### Exercise prompt
This task calls for copying each line below that contains "gravel".

### Material to process
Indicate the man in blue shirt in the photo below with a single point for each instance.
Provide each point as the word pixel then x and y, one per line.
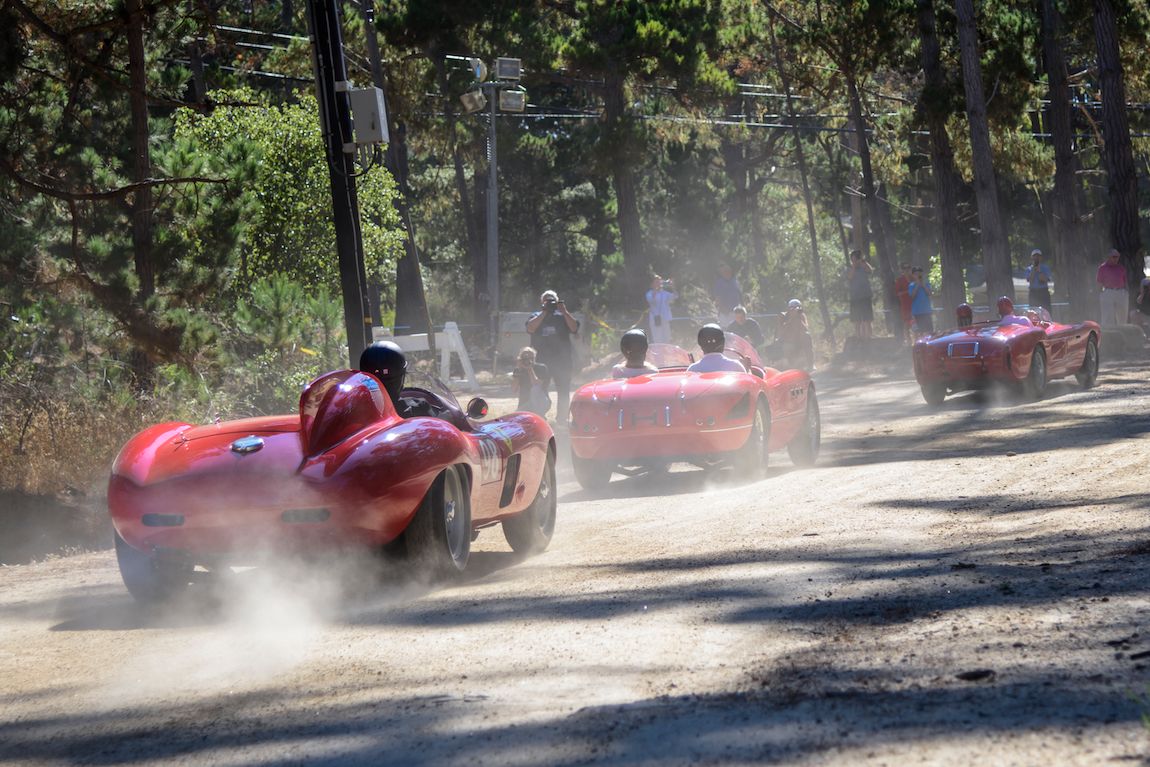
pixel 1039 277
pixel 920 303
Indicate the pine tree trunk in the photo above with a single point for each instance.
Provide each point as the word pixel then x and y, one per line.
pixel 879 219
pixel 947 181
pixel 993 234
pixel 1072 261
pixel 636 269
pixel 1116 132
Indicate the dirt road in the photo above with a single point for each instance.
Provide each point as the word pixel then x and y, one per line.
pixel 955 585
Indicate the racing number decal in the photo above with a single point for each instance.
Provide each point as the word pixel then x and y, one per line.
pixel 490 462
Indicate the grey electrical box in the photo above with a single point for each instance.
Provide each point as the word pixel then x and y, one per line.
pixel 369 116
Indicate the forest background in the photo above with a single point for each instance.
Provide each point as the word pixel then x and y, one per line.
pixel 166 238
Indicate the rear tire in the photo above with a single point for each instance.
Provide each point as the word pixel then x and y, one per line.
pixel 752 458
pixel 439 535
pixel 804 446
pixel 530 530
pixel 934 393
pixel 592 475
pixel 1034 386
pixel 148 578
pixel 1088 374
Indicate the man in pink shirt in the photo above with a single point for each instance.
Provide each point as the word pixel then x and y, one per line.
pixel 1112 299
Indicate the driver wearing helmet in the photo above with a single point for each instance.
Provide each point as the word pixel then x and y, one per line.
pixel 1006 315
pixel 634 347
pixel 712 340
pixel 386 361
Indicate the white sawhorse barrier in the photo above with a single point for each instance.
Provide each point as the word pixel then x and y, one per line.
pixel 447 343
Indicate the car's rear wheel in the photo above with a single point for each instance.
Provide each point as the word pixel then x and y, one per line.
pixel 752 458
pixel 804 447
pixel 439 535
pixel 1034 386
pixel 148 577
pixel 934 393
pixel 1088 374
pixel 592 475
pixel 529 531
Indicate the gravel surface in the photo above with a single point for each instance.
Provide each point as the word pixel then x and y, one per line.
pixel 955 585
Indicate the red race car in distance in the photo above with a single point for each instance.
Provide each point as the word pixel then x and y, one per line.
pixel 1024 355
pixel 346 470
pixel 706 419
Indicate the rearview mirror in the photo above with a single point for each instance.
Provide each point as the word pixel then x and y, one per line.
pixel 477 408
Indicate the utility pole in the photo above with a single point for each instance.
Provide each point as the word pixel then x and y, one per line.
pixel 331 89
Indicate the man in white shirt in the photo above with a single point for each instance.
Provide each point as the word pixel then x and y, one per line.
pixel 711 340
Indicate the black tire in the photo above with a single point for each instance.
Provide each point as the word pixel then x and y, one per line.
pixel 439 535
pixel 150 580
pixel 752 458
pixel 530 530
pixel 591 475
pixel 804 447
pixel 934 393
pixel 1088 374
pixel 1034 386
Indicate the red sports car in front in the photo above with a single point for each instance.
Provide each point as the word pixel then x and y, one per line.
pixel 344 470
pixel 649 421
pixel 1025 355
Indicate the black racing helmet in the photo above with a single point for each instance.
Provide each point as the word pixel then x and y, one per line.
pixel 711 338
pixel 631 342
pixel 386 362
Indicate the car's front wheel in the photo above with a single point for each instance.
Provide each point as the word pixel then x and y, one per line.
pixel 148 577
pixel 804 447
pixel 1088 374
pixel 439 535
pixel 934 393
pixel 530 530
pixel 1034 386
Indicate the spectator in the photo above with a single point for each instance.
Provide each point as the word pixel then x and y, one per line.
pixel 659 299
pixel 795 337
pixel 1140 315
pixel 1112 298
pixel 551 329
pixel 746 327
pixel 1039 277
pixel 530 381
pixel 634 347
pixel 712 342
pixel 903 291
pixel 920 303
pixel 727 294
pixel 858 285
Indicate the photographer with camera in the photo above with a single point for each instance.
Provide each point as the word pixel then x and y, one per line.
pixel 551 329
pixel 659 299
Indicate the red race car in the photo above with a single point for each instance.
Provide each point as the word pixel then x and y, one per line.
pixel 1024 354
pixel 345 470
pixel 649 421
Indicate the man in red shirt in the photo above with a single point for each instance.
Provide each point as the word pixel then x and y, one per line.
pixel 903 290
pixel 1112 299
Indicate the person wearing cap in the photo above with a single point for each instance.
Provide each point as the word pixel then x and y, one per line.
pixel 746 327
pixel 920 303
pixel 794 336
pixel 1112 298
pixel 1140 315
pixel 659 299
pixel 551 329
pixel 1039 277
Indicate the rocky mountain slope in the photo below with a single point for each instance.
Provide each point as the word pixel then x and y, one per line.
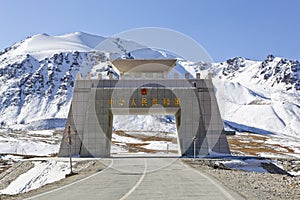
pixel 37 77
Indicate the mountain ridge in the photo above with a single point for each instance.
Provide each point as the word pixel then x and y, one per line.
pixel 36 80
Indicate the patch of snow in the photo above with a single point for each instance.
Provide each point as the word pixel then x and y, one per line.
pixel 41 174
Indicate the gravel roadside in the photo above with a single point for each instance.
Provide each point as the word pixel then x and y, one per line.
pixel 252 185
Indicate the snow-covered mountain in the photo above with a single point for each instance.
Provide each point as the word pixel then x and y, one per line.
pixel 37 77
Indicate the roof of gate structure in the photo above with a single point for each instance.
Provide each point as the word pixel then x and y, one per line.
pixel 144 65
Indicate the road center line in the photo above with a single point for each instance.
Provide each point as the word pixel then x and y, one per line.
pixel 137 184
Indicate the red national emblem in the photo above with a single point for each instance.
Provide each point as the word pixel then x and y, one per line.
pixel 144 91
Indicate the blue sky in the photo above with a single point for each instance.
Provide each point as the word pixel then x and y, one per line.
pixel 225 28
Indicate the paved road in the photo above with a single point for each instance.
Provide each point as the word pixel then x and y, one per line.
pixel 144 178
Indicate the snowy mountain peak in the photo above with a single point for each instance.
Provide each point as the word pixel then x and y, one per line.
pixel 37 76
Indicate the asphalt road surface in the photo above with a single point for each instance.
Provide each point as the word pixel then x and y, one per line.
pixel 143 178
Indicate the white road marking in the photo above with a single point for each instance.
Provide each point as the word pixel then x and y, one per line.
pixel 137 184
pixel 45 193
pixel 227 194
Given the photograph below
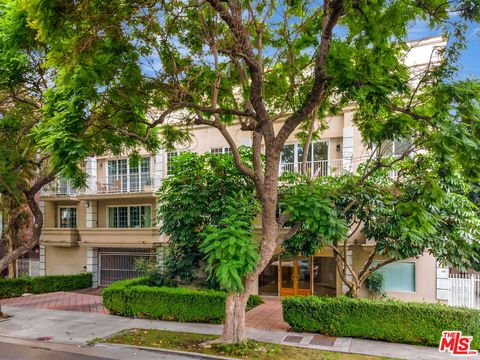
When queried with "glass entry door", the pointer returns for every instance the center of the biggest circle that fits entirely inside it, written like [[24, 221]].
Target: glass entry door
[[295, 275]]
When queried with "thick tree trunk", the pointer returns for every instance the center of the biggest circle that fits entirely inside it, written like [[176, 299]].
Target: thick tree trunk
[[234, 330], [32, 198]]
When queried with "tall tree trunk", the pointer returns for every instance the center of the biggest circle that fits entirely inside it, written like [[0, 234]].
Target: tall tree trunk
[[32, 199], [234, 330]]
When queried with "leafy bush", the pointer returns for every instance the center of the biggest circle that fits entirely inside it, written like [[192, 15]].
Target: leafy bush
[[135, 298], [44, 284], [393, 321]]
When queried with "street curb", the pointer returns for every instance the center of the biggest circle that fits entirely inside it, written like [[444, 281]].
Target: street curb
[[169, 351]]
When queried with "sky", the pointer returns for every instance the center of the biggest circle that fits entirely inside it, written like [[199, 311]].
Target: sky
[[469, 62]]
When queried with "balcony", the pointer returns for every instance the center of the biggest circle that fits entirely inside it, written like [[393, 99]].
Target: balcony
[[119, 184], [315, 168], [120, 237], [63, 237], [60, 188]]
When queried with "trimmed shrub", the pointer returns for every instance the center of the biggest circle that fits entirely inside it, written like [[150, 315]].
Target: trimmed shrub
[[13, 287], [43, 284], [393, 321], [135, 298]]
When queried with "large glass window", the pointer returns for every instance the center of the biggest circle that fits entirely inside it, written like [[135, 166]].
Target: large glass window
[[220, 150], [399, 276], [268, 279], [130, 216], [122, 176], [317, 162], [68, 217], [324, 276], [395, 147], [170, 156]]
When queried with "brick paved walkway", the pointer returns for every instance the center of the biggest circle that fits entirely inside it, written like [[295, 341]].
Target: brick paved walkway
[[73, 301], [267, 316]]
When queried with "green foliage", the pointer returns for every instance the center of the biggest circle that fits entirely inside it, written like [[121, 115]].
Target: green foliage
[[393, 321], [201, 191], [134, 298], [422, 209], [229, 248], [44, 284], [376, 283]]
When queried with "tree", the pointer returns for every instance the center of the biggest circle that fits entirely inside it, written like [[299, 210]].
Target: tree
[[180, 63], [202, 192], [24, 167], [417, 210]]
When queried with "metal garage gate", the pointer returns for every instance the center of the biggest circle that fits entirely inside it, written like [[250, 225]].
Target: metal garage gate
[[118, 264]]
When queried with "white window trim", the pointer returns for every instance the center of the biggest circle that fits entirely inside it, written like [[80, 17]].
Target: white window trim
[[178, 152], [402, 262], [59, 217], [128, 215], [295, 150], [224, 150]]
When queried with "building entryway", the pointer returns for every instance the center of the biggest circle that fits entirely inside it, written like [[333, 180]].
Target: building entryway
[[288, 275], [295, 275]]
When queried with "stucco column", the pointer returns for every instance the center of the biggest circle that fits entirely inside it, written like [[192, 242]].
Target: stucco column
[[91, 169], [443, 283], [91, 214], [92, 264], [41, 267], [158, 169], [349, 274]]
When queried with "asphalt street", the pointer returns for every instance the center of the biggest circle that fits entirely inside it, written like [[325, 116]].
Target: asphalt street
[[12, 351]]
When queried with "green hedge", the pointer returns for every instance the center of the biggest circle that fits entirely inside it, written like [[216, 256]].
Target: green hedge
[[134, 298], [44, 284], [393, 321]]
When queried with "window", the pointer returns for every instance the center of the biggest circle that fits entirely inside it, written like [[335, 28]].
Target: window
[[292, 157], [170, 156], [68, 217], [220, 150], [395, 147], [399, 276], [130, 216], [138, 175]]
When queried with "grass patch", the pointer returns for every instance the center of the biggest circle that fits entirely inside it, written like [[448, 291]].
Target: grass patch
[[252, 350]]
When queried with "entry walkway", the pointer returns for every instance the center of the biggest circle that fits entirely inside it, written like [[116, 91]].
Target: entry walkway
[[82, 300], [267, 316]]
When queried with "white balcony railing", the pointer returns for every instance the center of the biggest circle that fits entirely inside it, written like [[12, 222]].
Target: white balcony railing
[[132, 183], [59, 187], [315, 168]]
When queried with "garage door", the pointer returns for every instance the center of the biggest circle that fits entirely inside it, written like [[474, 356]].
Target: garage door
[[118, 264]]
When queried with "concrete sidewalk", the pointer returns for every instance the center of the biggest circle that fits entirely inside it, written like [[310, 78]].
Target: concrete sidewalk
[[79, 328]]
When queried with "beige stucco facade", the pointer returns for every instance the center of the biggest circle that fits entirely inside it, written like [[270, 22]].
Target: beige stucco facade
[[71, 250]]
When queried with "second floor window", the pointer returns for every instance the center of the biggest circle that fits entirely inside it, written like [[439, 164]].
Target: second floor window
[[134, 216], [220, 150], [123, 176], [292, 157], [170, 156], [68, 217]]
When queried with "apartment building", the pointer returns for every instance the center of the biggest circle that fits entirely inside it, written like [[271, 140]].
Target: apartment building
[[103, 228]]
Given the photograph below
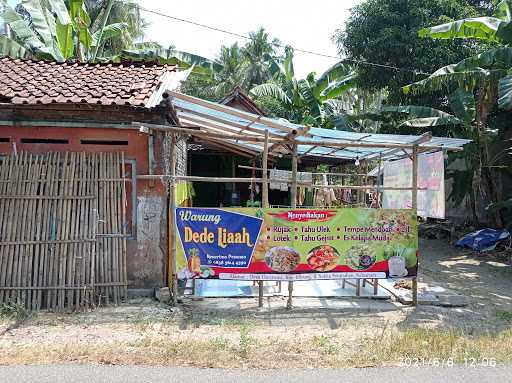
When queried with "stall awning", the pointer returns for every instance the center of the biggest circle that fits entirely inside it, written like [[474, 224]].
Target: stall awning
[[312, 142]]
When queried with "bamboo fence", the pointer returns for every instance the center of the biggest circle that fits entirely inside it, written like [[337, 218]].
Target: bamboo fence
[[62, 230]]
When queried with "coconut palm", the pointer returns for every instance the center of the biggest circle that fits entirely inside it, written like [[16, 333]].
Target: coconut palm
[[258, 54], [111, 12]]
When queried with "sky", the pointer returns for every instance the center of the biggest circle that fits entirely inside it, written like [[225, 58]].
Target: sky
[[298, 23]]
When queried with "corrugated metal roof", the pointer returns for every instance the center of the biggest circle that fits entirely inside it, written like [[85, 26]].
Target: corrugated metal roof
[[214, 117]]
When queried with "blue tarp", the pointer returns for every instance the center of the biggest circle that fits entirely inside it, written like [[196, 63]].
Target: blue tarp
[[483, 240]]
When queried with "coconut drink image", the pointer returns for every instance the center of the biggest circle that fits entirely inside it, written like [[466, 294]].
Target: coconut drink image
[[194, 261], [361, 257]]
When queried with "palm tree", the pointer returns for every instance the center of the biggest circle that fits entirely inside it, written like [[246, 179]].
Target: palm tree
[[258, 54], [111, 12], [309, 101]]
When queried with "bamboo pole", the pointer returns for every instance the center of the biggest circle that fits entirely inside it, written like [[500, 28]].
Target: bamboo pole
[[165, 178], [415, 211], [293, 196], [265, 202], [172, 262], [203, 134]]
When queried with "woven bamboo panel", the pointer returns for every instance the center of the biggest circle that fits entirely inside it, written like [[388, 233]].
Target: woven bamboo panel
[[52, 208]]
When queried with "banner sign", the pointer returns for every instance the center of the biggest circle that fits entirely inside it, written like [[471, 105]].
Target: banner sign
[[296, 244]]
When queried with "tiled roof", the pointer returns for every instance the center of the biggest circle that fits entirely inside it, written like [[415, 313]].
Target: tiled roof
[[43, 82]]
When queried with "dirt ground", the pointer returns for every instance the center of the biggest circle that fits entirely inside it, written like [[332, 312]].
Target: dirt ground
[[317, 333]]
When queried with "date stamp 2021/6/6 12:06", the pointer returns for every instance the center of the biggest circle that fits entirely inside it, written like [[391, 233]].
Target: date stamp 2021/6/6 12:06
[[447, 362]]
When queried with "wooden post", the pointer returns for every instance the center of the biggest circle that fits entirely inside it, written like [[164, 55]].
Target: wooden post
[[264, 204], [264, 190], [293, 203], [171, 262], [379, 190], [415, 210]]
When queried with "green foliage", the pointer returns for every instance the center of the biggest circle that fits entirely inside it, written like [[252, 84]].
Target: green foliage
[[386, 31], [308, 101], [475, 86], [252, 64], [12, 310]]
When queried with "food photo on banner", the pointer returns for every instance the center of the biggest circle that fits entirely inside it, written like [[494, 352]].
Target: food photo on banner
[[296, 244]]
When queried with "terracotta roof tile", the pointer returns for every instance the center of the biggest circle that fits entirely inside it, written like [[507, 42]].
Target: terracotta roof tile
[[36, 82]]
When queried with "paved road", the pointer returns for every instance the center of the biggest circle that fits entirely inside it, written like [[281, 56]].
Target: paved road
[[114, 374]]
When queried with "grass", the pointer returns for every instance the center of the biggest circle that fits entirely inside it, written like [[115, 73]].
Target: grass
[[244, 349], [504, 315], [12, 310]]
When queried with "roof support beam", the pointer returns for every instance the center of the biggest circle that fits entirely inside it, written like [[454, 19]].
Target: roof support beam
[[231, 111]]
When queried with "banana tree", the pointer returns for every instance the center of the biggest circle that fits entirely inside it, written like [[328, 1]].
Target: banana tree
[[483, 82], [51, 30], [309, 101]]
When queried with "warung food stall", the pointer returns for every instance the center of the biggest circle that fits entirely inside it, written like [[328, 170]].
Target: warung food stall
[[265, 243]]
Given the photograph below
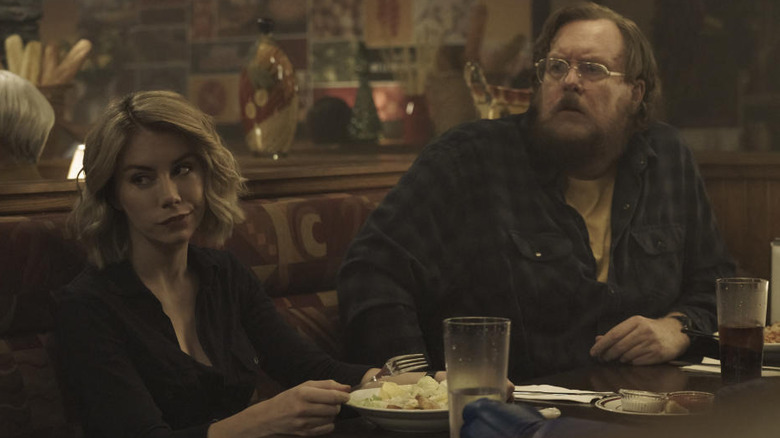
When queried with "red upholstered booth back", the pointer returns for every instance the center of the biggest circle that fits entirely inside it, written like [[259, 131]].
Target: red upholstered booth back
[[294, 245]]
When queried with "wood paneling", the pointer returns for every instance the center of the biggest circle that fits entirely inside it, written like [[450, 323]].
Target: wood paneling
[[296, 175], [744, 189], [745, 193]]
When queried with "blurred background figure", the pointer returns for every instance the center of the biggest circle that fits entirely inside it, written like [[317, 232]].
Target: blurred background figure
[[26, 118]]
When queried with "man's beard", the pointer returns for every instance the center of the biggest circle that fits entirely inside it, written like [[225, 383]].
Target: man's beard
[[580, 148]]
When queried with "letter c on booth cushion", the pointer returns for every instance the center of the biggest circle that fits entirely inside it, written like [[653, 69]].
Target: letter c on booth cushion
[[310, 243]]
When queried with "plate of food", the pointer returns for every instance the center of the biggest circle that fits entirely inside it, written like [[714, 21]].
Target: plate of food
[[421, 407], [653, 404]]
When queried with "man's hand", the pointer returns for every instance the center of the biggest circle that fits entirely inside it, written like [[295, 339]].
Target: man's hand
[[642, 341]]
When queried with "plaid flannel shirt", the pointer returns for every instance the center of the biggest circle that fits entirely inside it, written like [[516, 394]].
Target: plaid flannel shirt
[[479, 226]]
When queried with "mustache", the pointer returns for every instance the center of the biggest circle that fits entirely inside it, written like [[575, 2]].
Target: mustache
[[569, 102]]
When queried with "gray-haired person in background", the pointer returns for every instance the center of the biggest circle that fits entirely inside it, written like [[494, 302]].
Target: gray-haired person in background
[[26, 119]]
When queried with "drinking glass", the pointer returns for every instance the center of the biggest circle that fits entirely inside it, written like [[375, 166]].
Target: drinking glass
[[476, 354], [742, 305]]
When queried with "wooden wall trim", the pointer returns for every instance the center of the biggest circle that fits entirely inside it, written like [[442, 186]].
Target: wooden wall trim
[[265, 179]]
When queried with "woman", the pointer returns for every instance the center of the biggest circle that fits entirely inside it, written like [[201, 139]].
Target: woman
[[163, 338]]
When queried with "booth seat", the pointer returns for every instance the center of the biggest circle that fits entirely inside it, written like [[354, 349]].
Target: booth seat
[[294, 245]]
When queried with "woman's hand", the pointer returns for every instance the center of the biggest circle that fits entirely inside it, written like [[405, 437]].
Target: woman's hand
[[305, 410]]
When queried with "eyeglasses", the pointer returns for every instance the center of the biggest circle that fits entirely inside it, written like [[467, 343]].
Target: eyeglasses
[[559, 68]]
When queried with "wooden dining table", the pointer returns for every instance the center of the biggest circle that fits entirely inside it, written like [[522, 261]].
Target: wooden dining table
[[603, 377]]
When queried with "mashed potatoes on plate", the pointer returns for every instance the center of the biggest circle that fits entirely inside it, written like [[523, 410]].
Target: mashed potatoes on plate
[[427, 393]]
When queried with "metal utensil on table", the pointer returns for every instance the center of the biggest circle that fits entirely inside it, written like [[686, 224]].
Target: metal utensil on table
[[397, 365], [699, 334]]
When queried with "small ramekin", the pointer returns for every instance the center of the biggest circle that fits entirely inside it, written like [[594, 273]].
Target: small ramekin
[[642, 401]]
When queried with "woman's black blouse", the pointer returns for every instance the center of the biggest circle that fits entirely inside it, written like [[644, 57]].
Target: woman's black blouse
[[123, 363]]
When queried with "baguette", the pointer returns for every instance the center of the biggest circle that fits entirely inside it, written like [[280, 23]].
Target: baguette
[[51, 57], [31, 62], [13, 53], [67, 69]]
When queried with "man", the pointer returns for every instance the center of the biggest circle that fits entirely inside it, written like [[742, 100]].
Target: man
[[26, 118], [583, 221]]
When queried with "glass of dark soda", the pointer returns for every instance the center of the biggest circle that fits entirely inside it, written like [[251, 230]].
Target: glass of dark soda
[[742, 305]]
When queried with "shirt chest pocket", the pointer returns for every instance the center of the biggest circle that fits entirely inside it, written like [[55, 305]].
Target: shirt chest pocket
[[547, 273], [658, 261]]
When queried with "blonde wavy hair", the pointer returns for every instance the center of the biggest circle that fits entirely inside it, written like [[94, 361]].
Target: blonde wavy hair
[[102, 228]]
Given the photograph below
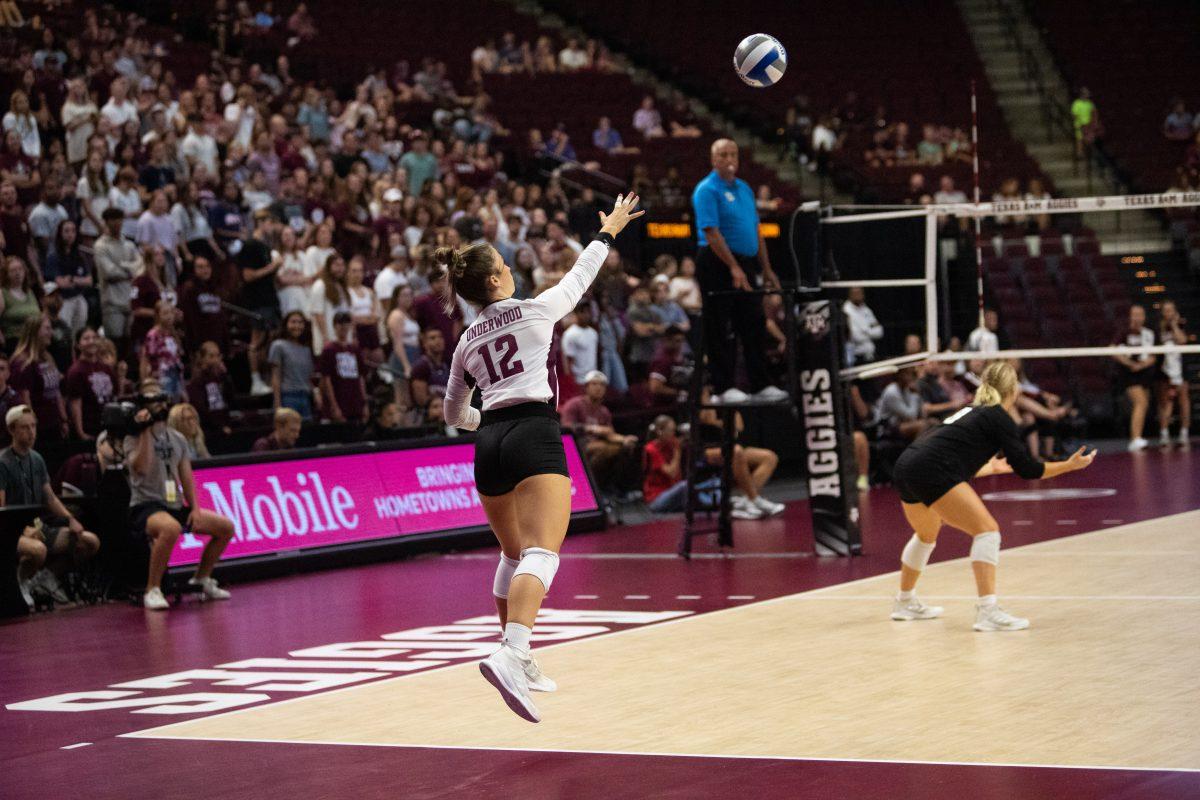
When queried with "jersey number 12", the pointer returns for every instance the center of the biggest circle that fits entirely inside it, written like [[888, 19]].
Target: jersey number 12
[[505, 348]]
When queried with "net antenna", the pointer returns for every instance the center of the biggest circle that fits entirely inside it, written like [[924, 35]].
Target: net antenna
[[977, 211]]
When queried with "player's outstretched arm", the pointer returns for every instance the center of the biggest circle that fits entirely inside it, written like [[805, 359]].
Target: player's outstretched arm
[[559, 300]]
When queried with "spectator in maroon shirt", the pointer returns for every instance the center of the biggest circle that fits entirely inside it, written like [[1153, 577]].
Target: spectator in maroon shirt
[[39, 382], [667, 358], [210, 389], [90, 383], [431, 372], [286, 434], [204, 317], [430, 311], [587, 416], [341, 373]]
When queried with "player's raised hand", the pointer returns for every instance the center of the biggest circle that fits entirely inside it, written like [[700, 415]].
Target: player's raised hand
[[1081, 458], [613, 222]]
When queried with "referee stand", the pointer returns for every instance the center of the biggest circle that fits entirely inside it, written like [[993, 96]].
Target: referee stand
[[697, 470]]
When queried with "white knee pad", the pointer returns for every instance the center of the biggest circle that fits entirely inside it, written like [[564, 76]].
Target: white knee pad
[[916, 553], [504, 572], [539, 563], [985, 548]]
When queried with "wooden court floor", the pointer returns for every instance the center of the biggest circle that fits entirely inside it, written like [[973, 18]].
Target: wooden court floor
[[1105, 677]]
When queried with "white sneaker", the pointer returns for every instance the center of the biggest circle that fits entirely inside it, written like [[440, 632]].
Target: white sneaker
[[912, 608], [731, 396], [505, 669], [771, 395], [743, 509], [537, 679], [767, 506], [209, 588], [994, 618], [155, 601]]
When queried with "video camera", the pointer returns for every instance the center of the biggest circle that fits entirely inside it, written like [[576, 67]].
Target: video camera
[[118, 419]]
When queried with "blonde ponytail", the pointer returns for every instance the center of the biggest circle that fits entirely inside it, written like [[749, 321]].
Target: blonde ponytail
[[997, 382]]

### Completed exercise
Indicate the gravel surface in the photo above with a single point for each instance.
Indicate the gravel roadside in the photo above with a single point for each instance.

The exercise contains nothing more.